* [TESTO]:
:::
C’è una ex prefetta, in Italia, che, forse in un momento di hybris dovuta alla calura estiva, ha pensato di proporre la rimozione di via Cutro dalla toponomastica di Reggio Emilia. Insomma, mentre mezzo mondo è “distratto” dai massacri di Gaza, dal bullismo economico di Trump e quello militare di Putin, la nostra prefetta, che altri non è se non una ex funzionaria del ministero dell’Interno, ha pensato che fosse giunto il momento di eliminare ogni traccia di Cutro da Reggio Emilia. Così, d’amblè. “Di botto”, direbbero a Roma.

La motivazione non detta di tanto zelo urbanistico potrebbe essere la seguente: visto che i cutresi devono essere mafiosi per natura - neanche fosse una tara genetica, culturale, anagrafica - allora meglio cancellare ogni riferimento di quella stirpe.
:::
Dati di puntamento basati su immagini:
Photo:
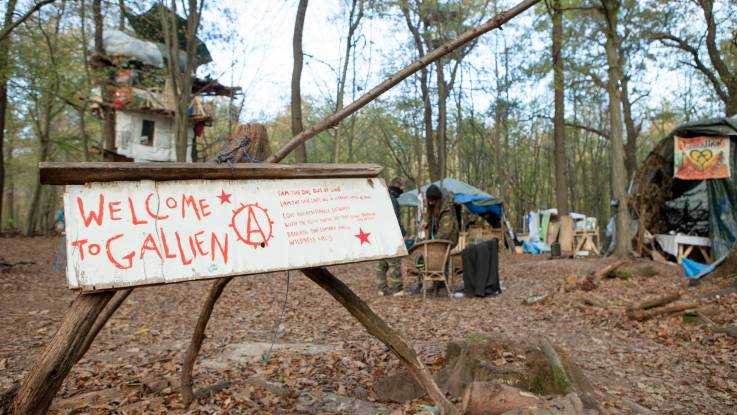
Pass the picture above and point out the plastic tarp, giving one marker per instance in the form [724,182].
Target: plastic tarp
[696,270]
[532,221]
[721,193]
[148,26]
[476,200]
[535,247]
[722,196]
[117,43]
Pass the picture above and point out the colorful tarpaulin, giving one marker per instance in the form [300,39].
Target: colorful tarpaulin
[701,158]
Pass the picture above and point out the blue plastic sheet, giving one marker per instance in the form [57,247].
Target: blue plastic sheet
[696,270]
[535,247]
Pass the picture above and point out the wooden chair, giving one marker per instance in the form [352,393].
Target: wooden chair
[456,260]
[435,256]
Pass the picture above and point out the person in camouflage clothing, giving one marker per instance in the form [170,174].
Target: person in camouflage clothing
[388,271]
[441,218]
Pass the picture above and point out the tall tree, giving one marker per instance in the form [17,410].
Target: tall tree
[610,10]
[8,26]
[354,20]
[45,85]
[720,70]
[566,236]
[4,69]
[297,53]
[414,28]
[108,114]
[181,75]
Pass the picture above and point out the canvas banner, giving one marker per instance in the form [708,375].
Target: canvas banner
[122,234]
[701,158]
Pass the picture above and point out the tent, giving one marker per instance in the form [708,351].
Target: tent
[474,199]
[666,204]
[148,25]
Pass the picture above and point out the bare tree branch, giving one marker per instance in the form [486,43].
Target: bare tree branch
[673,41]
[36,7]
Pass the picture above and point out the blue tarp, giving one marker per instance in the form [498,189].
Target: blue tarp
[696,270]
[535,247]
[475,200]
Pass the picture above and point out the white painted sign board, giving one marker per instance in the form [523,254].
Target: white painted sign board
[122,234]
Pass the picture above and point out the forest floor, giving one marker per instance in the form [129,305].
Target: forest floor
[323,357]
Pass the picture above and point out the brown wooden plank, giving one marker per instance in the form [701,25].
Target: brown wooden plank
[81,173]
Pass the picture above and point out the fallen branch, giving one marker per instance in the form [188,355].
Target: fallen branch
[485,398]
[101,319]
[655,302]
[641,315]
[379,329]
[730,331]
[604,272]
[328,122]
[61,353]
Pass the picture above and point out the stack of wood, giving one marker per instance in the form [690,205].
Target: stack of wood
[657,306]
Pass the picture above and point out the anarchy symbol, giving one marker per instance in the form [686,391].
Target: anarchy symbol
[252,225]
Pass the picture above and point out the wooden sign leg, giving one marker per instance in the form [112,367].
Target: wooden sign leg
[45,378]
[197,337]
[379,329]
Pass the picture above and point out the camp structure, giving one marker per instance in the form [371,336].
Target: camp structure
[541,229]
[139,90]
[477,202]
[685,196]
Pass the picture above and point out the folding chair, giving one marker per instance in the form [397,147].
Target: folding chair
[435,257]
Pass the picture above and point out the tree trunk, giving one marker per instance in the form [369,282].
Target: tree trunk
[618,176]
[432,161]
[354,19]
[297,127]
[442,138]
[121,17]
[108,114]
[633,131]
[46,376]
[181,79]
[566,237]
[4,68]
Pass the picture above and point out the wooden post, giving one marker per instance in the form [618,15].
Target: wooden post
[46,376]
[379,329]
[197,337]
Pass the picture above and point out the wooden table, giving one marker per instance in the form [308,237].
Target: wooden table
[681,246]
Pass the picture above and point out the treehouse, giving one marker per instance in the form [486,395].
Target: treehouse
[685,196]
[139,91]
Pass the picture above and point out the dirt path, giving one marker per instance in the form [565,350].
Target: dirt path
[664,364]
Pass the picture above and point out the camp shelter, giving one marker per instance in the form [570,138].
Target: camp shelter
[477,202]
[141,94]
[148,25]
[474,199]
[666,205]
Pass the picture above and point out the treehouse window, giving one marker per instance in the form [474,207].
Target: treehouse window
[147,133]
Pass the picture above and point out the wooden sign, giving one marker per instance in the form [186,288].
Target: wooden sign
[130,233]
[700,158]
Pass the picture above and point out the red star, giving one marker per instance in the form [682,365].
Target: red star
[363,236]
[224,197]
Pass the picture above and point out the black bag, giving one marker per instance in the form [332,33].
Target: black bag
[481,269]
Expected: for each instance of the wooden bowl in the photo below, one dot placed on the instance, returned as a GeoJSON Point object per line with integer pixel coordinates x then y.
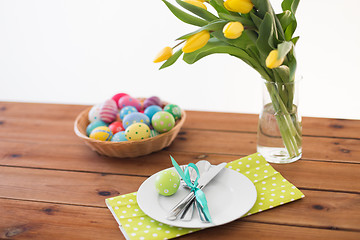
{"type": "Point", "coordinates": [127, 149]}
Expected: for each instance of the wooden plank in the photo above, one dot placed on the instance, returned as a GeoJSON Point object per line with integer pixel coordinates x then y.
{"type": "Point", "coordinates": [318, 209]}
{"type": "Point", "coordinates": [305, 174]}
{"type": "Point", "coordinates": [36, 220]}
{"type": "Point", "coordinates": [330, 127]}
{"type": "Point", "coordinates": [33, 220]}
{"type": "Point", "coordinates": [196, 119]}
{"type": "Point", "coordinates": [190, 140]}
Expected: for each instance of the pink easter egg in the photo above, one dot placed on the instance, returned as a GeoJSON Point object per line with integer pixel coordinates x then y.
{"type": "Point", "coordinates": [117, 97]}
{"type": "Point", "coordinates": [152, 101]}
{"type": "Point", "coordinates": [108, 111]}
{"type": "Point", "coordinates": [129, 101]}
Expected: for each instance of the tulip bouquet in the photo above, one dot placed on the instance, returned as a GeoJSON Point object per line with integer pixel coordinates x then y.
{"type": "Point", "coordinates": [251, 31]}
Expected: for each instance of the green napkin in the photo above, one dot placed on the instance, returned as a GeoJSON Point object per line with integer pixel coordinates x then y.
{"type": "Point", "coordinates": [272, 190]}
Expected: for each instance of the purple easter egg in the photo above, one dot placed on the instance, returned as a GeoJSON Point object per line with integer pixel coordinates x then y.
{"type": "Point", "coordinates": [108, 111]}
{"type": "Point", "coordinates": [152, 101]}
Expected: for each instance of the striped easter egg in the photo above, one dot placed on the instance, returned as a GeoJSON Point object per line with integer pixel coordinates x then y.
{"type": "Point", "coordinates": [108, 111]}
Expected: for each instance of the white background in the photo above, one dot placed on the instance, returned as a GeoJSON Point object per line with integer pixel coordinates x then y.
{"type": "Point", "coordinates": [83, 52]}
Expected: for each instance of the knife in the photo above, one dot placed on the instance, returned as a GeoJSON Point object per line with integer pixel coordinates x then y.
{"type": "Point", "coordinates": [203, 181]}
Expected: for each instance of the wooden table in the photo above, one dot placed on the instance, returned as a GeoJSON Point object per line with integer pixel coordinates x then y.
{"type": "Point", "coordinates": [52, 186]}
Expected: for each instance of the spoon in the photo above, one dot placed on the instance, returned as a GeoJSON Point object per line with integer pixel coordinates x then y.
{"type": "Point", "coordinates": [187, 214]}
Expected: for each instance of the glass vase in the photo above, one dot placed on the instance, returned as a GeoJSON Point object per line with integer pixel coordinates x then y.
{"type": "Point", "coordinates": [279, 135]}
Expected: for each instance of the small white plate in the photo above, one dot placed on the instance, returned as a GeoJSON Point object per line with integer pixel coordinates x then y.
{"type": "Point", "coordinates": [229, 195]}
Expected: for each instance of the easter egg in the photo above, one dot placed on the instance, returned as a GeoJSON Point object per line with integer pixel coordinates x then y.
{"type": "Point", "coordinates": [108, 111]}
{"type": "Point", "coordinates": [116, 127]}
{"type": "Point", "coordinates": [167, 182]}
{"type": "Point", "coordinates": [153, 133]}
{"type": "Point", "coordinates": [119, 137]}
{"type": "Point", "coordinates": [127, 110]}
{"type": "Point", "coordinates": [94, 113]}
{"type": "Point", "coordinates": [117, 96]}
{"type": "Point", "coordinates": [101, 133]}
{"type": "Point", "coordinates": [94, 125]}
{"type": "Point", "coordinates": [152, 101]}
{"type": "Point", "coordinates": [129, 101]}
{"type": "Point", "coordinates": [163, 121]}
{"type": "Point", "coordinates": [151, 110]}
{"type": "Point", "coordinates": [174, 109]}
{"type": "Point", "coordinates": [137, 131]}
{"type": "Point", "coordinates": [135, 117]}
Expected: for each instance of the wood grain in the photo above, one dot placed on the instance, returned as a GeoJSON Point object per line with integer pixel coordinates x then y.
{"type": "Point", "coordinates": [190, 140]}
{"type": "Point", "coordinates": [317, 209]}
{"type": "Point", "coordinates": [305, 174]}
{"type": "Point", "coordinates": [53, 186]}
{"type": "Point", "coordinates": [35, 220]}
{"type": "Point", "coordinates": [343, 128]}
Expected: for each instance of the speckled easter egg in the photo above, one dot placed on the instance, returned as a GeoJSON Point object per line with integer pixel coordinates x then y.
{"type": "Point", "coordinates": [94, 113]}
{"type": "Point", "coordinates": [174, 109]}
{"type": "Point", "coordinates": [129, 101]}
{"type": "Point", "coordinates": [137, 131]}
{"type": "Point", "coordinates": [163, 121]}
{"type": "Point", "coordinates": [135, 117]}
{"type": "Point", "coordinates": [152, 101]}
{"type": "Point", "coordinates": [119, 137]}
{"type": "Point", "coordinates": [108, 111]}
{"type": "Point", "coordinates": [127, 110]}
{"type": "Point", "coordinates": [151, 110]}
{"type": "Point", "coordinates": [167, 182]}
{"type": "Point", "coordinates": [94, 125]}
{"type": "Point", "coordinates": [101, 133]}
{"type": "Point", "coordinates": [154, 133]}
{"type": "Point", "coordinates": [116, 127]}
{"type": "Point", "coordinates": [117, 97]}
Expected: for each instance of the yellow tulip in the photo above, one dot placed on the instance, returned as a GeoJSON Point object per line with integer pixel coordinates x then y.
{"type": "Point", "coordinates": [241, 6]}
{"type": "Point", "coordinates": [196, 41]}
{"type": "Point", "coordinates": [197, 3]}
{"type": "Point", "coordinates": [233, 30]}
{"type": "Point", "coordinates": [272, 60]}
{"type": "Point", "coordinates": [163, 55]}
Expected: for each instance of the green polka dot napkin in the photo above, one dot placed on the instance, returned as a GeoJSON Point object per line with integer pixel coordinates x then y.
{"type": "Point", "coordinates": [272, 189]}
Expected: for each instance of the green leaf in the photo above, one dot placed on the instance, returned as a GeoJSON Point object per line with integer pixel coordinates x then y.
{"type": "Point", "coordinates": [289, 31]}
{"type": "Point", "coordinates": [257, 21]}
{"type": "Point", "coordinates": [244, 21]}
{"type": "Point", "coordinates": [216, 46]}
{"type": "Point", "coordinates": [172, 59]}
{"type": "Point", "coordinates": [286, 18]}
{"type": "Point", "coordinates": [283, 72]}
{"type": "Point", "coordinates": [295, 39]}
{"type": "Point", "coordinates": [185, 17]}
{"type": "Point", "coordinates": [290, 5]}
{"type": "Point", "coordinates": [219, 6]}
{"type": "Point", "coordinates": [263, 7]}
{"type": "Point", "coordinates": [198, 11]}
{"type": "Point", "coordinates": [284, 48]}
{"type": "Point", "coordinates": [213, 26]}
{"type": "Point", "coordinates": [292, 66]}
{"type": "Point", "coordinates": [265, 41]}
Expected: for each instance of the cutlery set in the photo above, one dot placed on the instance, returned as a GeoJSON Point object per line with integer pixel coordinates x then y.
{"type": "Point", "coordinates": [187, 205]}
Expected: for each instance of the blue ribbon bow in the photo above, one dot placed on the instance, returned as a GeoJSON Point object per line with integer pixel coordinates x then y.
{"type": "Point", "coordinates": [199, 194]}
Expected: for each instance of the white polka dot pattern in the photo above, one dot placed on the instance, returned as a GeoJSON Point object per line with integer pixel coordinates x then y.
{"type": "Point", "coordinates": [273, 190]}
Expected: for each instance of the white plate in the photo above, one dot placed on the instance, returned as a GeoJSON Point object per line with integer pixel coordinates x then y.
{"type": "Point", "coordinates": [229, 195]}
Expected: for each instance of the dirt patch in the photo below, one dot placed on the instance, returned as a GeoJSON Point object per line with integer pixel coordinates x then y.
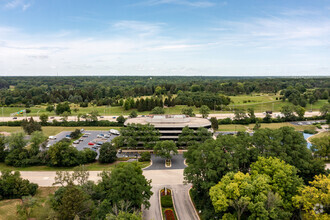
{"type": "Point", "coordinates": [5, 133]}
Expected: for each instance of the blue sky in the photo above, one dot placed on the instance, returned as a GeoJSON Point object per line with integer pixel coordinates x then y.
{"type": "Point", "coordinates": [165, 37]}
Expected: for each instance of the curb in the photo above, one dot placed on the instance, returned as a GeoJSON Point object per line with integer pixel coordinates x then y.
{"type": "Point", "coordinates": [169, 165]}
{"type": "Point", "coordinates": [160, 204]}
{"type": "Point", "coordinates": [176, 213]}
{"type": "Point", "coordinates": [193, 203]}
{"type": "Point", "coordinates": [148, 166]}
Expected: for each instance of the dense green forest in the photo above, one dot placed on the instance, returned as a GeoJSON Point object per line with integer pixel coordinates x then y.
{"type": "Point", "coordinates": [178, 90]}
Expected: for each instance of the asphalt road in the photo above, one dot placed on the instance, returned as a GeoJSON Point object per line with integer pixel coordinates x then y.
{"type": "Point", "coordinates": [158, 163]}
{"type": "Point", "coordinates": [113, 118]}
{"type": "Point", "coordinates": [92, 136]}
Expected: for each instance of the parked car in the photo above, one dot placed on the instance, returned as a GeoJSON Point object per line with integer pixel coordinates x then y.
{"type": "Point", "coordinates": [114, 131]}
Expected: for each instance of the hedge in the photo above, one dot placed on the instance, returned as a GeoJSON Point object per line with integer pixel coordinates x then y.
{"type": "Point", "coordinates": [103, 123]}
{"type": "Point", "coordinates": [166, 201]}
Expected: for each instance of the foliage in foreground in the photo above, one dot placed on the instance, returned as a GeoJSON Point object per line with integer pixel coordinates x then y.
{"type": "Point", "coordinates": [12, 186]}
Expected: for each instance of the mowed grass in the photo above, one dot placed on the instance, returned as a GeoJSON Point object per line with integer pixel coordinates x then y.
{"type": "Point", "coordinates": [50, 130]}
{"type": "Point", "coordinates": [96, 166]}
{"type": "Point", "coordinates": [8, 210]}
{"type": "Point", "coordinates": [233, 127]}
{"type": "Point", "coordinates": [260, 103]}
{"type": "Point", "coordinates": [283, 124]}
{"type": "Point", "coordinates": [254, 98]}
{"type": "Point", "coordinates": [320, 135]}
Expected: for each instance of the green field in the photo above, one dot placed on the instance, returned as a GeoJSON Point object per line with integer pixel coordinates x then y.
{"type": "Point", "coordinates": [90, 167]}
{"type": "Point", "coordinates": [50, 130]}
{"type": "Point", "coordinates": [260, 103]}
{"type": "Point", "coordinates": [320, 135]}
{"type": "Point", "coordinates": [233, 127]}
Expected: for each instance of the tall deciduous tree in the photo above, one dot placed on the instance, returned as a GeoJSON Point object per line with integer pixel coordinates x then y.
{"type": "Point", "coordinates": [165, 149]}
{"type": "Point", "coordinates": [283, 178]}
{"type": "Point", "coordinates": [16, 141]}
{"type": "Point", "coordinates": [37, 139]}
{"type": "Point", "coordinates": [126, 182]}
{"type": "Point", "coordinates": [314, 200]}
{"type": "Point", "coordinates": [107, 153]}
{"type": "Point", "coordinates": [43, 118]}
{"type": "Point", "coordinates": [187, 111]}
{"type": "Point", "coordinates": [204, 111]}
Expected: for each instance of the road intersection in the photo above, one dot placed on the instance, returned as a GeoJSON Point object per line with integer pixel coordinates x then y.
{"type": "Point", "coordinates": [159, 175]}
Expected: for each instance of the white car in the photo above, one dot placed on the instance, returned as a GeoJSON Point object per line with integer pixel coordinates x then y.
{"type": "Point", "coordinates": [114, 131]}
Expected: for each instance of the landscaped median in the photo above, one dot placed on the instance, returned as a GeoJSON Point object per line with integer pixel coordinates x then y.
{"type": "Point", "coordinates": [166, 201]}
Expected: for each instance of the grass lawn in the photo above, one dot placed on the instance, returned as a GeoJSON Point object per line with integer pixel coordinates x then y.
{"type": "Point", "coordinates": [50, 130]}
{"type": "Point", "coordinates": [90, 167]}
{"type": "Point", "coordinates": [260, 103]}
{"type": "Point", "coordinates": [233, 127]}
{"type": "Point", "coordinates": [8, 207]}
{"type": "Point", "coordinates": [279, 125]}
{"type": "Point", "coordinates": [320, 135]}
{"type": "Point", "coordinates": [254, 98]}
:::
* [COMPITO 1]:
Riscrivi il brano del testo su via Cutro che si apre con le parole contenenti "La motivazione non" e si chiude con "di quella stirpe.", sostituendo "stirpe" con "comunità".
* [COMPITO 2]:
Prosegui il testo su via Cutro a Reggio Emilia a partire dalla sua ultima frase.

* [RISPOSTA 1]:
La motivazione non detta di tanto zelo urbanistico potrebbe essere la seguente: visto che i cutresi devono essere mafiosi per natura - neanche fosse una tara genetica, culturale, anagrafica - allora meglio cancellare ogni riferimento di quella comunità.

* [RISPOSTA 2]:
Inutile dire che sulla proposta si è fiondato Nando dalla Chiesa. Del resto la di lui “passione” verso la Calabria è cosa nota da tempo, quasi codificata: un tic intellettuale che riaffiora nei momenti di noia moraviana. E non contento, il nostro Dalla Chiesa, ha rilanciato l’idea proponendo una piccola ma significativa correzione: togliere via Cutro, certo, ma sostituirla con di via dei pescatori di Cutro, ovvero coloro che sono insospettabili di mafiosità per il fatto di aver aiutato i migranti vittime del terribile naufragio del 2023.

Ma a ben vedere la proposta è anche peggiore dell'originale. Con una sorta di inversione dell’onere della prova, Dalla Chiesa propone infatti di intitolare la via ai soli cutresi che hanno dimostrato di meritarselo. Insomma a coloro che provano di non essere mafiosi. Alla faccia della “presunzione di non colpovolezza”. E se questa è la nostra intellettualità, allora viva l’analfabetismo.